• **SOURCE MATERIAL**
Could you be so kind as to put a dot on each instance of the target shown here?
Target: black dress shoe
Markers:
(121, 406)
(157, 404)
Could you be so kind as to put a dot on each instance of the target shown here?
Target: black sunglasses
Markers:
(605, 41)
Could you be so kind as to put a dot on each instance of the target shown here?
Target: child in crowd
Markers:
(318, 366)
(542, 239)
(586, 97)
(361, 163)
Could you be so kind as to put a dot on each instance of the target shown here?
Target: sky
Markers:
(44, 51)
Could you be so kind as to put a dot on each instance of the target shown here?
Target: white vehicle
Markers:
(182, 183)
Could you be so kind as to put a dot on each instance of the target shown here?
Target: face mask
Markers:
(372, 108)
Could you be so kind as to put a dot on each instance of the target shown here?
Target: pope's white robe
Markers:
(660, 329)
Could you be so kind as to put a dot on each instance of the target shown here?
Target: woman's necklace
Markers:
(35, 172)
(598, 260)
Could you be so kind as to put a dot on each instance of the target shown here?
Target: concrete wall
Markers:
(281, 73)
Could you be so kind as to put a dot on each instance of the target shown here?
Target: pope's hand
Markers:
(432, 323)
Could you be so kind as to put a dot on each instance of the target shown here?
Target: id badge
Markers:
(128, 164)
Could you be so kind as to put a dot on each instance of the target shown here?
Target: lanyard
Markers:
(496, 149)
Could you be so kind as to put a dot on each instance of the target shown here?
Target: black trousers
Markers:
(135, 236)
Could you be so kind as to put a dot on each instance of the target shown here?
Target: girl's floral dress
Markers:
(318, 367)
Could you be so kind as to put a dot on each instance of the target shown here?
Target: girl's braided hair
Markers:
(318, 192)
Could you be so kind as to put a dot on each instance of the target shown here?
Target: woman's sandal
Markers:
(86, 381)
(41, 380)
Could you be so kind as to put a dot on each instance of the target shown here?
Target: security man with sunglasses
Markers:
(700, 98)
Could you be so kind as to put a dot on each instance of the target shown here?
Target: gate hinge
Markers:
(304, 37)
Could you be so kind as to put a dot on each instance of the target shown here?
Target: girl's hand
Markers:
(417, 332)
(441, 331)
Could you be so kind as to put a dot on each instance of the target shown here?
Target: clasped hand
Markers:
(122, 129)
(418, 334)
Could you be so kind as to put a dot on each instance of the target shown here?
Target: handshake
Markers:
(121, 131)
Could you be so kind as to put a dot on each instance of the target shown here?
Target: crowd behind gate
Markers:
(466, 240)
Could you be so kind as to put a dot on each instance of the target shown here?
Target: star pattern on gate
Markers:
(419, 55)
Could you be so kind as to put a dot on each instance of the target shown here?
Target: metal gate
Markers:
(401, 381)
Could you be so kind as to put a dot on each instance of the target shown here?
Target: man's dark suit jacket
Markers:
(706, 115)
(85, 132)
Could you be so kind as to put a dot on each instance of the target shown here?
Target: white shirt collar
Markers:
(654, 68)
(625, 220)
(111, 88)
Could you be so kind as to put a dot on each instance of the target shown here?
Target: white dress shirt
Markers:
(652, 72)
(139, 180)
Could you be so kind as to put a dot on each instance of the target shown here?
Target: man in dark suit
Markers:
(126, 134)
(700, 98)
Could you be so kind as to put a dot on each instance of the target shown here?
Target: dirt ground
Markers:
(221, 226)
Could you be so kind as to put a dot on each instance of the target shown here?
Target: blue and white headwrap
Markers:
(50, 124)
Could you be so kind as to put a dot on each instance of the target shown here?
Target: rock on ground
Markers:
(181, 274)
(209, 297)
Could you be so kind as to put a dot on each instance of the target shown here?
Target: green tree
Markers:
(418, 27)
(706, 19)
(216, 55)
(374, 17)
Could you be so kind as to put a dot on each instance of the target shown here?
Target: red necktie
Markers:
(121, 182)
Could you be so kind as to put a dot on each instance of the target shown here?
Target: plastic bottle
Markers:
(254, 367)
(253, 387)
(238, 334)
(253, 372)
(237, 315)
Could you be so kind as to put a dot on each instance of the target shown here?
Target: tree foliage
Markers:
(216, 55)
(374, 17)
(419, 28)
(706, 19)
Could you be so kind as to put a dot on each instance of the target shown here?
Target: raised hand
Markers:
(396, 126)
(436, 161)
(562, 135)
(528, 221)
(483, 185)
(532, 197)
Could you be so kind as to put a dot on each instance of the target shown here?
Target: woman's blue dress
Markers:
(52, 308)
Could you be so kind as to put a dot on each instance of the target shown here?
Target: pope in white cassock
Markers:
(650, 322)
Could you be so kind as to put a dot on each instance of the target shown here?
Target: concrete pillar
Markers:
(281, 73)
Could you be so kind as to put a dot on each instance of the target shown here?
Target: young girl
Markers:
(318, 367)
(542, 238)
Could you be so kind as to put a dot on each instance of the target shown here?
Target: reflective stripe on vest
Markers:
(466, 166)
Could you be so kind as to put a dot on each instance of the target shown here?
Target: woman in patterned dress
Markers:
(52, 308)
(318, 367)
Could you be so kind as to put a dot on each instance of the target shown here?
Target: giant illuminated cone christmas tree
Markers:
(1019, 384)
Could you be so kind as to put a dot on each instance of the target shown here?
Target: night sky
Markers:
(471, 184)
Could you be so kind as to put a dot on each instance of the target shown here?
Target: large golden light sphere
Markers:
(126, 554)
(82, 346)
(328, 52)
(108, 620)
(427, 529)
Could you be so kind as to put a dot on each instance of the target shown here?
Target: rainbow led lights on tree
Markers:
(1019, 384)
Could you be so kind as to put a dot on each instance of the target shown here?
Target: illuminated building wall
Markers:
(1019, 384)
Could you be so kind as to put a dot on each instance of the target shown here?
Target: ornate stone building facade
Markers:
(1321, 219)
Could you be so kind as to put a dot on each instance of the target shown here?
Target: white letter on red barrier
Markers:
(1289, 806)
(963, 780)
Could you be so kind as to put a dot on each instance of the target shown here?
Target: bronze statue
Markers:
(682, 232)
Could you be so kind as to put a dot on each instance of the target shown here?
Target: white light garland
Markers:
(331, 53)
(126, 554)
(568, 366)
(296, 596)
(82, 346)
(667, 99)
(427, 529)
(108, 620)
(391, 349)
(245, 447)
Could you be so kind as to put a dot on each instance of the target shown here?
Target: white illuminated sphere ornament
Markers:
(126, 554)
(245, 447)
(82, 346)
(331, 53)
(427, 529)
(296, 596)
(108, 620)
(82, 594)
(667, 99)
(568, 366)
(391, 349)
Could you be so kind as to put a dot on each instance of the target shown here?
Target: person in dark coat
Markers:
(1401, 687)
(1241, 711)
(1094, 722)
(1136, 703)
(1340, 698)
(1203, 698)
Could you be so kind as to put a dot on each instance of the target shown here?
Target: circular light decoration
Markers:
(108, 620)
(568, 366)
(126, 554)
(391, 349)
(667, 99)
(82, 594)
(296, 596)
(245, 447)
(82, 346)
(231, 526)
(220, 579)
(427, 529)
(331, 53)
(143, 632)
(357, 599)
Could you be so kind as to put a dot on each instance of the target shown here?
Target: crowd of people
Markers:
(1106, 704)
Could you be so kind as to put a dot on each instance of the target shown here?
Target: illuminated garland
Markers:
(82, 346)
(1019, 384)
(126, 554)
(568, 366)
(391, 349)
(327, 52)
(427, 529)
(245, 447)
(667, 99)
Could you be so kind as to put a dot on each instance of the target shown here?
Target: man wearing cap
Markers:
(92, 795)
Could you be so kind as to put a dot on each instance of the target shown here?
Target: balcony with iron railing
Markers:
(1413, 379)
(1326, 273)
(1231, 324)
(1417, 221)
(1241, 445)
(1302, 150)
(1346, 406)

• **TASK**
Reproduce each record shown above without altering a single word.

• **OUTPUT FOR THIS TASK**
Could you be so kind as to put a dot on each instance of the target shown here?
Target: black dress shoe
Markers:
(121, 406)
(157, 404)
Could you be so kind as to put a dot on each instance of the target shown here?
Target: black sunglasses
Markers:
(605, 41)
Could you be so kind as to put a dot on each instance of the target shown here?
Target: child in crowd
Markers:
(318, 366)
(542, 239)
(586, 97)
(361, 163)
Could you be so kind as to put a dot on each instance of the target shown here?
Target: sky
Markers:
(44, 51)
Could you be so kind as to put a dot on each instance of the target shown here?
Target: white vehicle
Markers:
(182, 183)
Could you be so kind as to put a dot on each instance of the target shown here?
Target: face mask
Markers:
(372, 108)
Could you be so kind as to put a dot on each instance of the target shown here?
Target: pope's white robe
Markers:
(660, 329)
Could you be so kind as to put a dot on each instance of the target shown here?
Target: woman's necklace
Markers:
(35, 172)
(598, 260)
Could you be so kind as to put a dot on each instance of the target shown here?
Target: concrete wall
Markers:
(281, 73)
Could you be so kind as to put a dot on each instance of the target shown here?
Target: pope's hand
Markers:
(432, 323)
Could you be so kind as to put a dot on each instance of the target shown here?
Target: id badge
Markers:
(128, 164)
Could you be so kind as to put a dot on each instance of the target shown here?
Target: lanyard
Markers:
(496, 149)
Could you be so kind as to put a dot on each instance of the target shown here?
Target: black trousers
Markers:
(135, 236)
Could you be so kind as to put a dot on each instance of the target shown here?
Target: girl's floral dress
Markers:
(318, 367)
Could you be so kind as to put a dot on each instance of the target shown here?
Target: girl's braided hair
Markers:
(318, 192)
Could you be so kind as to put a dot on each instance of the target shown here?
Target: woman's sandal
Markers:
(86, 381)
(41, 380)
Could you be so kind as to put a dot on each instance of the target shown here?
Target: security man with sunglasses
Markers:
(700, 98)
Could you be so kind as to put a dot on each instance of the target shown here?
Target: gate hinge
Markers:
(304, 37)
Could you be so kind as to put a dot on each instance of the target shown here?
Target: girl's hand
Markers:
(417, 332)
(441, 331)
Could you be so kind as to put a dot on each instance of the target shown here?
Target: clasped hand
Markers:
(122, 129)
(418, 334)
Could you be so kind as to put a dot on each instance of the target shown here?
Target: handshake
Markers:
(121, 131)
Could you be so kind as to put a dot on each instance of the target shown here?
Target: crowd behind gate
Markers:
(466, 240)
Could you be so kind as to put a dot on each instance of the target shown here?
Target: star pattern on gate
Markers:
(419, 55)
Could you be so kind as to put a dot on each instance of the target shown here?
Target: metal gate
Markers:
(401, 381)
Could you be so kind as to put a dot on each instance of the target shown here?
Target: man's dark suit jacket
Markers:
(706, 115)
(85, 132)
Could you be so kind as to put a dot on each instance of the target shown here?
Target: white shirt collar
Markers:
(654, 68)
(625, 220)
(111, 88)
Could you be so kind as to put a dot on each instance of the target shown here?
Target: white dress shirt
Markers:
(652, 72)
(139, 180)
Could you be so kind as to put a dot on each instance of the target shown here?
Target: man in dark suit
Markers:
(126, 134)
(700, 98)
Could you be so kind as to put a dot on each instance of the target shown here?
Target: dirt ground
Markers:
(221, 226)
Could you be so kind as to put a dot on each instance of the target shown here?
Target: blue and white headwrap
Markers:
(50, 124)
Could you be so kind as to put a dot on each instance of the target shown here?
Target: rock on ground
Markers:
(181, 274)
(209, 297)
Could you be so kind as to put a dot on each instance of the target shown here?
Target: green tree
Markers:
(418, 27)
(706, 19)
(216, 55)
(374, 17)
Could you be so kind as to put a dot on each instance of the target shown here?
Target: red necktie
Markers:
(121, 182)
Could you be so kind as to put a dot on each instance of the target shown here?
Target: plastic bottle
Markers:
(254, 367)
(253, 387)
(238, 334)
(253, 372)
(237, 315)
Could you be so kind as to put a dot on each instance of the target shown here?
Target: tree foliage
Markers:
(216, 55)
(374, 17)
(419, 28)
(706, 19)
Could you be so kind as to put a dot on each instance of the target shown here?
Target: raised hand
Markers:
(396, 126)
(436, 161)
(562, 135)
(528, 221)
(483, 185)
(532, 197)
Could you be so kind as to put a dot on each instance of the target shown here?
Target: woman's blue dress
Markers:
(52, 308)
Could you be so kind as to put a dot on each instance of the target shown here?
Target: pope in white cassock
Markers:
(650, 322)
Could you be so kind as to put a dot on each instance of the target shown here?
Target: concrete pillar
Markers:
(281, 73)
Could you be so kind as to put a dot on each instance of the target shown here?
Target: young girl
Markers:
(318, 367)
(542, 238)
Could you be so kind as to put a dot on each instance of the target shown here?
Target: reflective stripe on vest
Markers:
(466, 166)
Could you be so kind as to put a dot on each instance of the target shown here?
Target: woman in patterned dress
Markers:
(52, 308)
(318, 367)
Could you be so kind as to put a dot on each instance of the target shown here?
Target: giant illuminated cone christmas tree
Markers:
(1019, 384)
Could you be so kind as to put a dot on each instance of the target shown here?
Target: night sky
Markers:
(471, 184)
Could you be so kind as to put a dot on each instance of the target shown here?
Target: large golden light sphere
Markers:
(126, 554)
(82, 346)
(328, 52)
(108, 620)
(427, 529)
Could you be so kind as to put a dot on each instance of the target shown here?
Target: rainbow led lights on tree
Markers:
(1019, 384)
Could you be so kind as to put a dot on each instance of the target shown here?
Target: illuminated building wall
Markers:
(1019, 384)
Could you be so kind as to put a dot on each instance of the target shown here?
Target: ornate stone building facade
Markers:
(1321, 219)
Could you be so kind as to put a dot on each instance of the target shown here?
Target: white letter on red barrier
Markers:
(1289, 806)
(963, 780)
Could you be so kind as to put a dot on each instance of the target shown here?
Target: bronze statue
Markers:
(682, 232)
Could you be so kind as to put a dot on each instance of the target shown here?
Target: white light garland
Markers:
(331, 53)
(126, 554)
(568, 366)
(296, 596)
(82, 346)
(667, 99)
(427, 529)
(108, 620)
(391, 349)
(245, 447)
Could you be so kind as to put a dot on each instance of the target shown here?
Target: white illuminated sphere ornament
Markers:
(126, 554)
(245, 447)
(82, 346)
(331, 53)
(427, 529)
(296, 596)
(108, 620)
(82, 594)
(667, 99)
(568, 366)
(391, 349)
Could you be so kind as to put a dot on each instance of the target shown here?
Target: person in dark coat
Markers:
(1401, 687)
(1241, 711)
(1094, 722)
(1136, 703)
(1340, 698)
(1203, 698)
Could you be so kind as to put a dot on each instance of the target shown here?
Target: circular light decoration
Markers:
(108, 620)
(568, 366)
(126, 554)
(391, 349)
(667, 99)
(82, 594)
(296, 596)
(245, 447)
(82, 346)
(231, 526)
(220, 579)
(427, 529)
(331, 53)
(143, 632)
(357, 599)
Could you be so kind as to put a dot on each instance of the target shown here?
Target: crowd of people
Markers:
(1106, 704)
Could you be so kind as to put a dot on each instance of the target shown here?
Target: illuminated garland
Markers:
(82, 346)
(1019, 384)
(126, 554)
(568, 366)
(391, 349)
(327, 52)
(427, 529)
(245, 447)
(667, 99)
Could you be so kind as to put a dot on each instance of the target shown here?
Target: man wearing cap
Markers:
(92, 795)
Could you be so kind as to put a dot on each instance of the target shown here?
Target: balcony with iron railing
Markers:
(1413, 379)
(1326, 273)
(1231, 324)
(1417, 221)
(1241, 445)
(1302, 150)
(1346, 406)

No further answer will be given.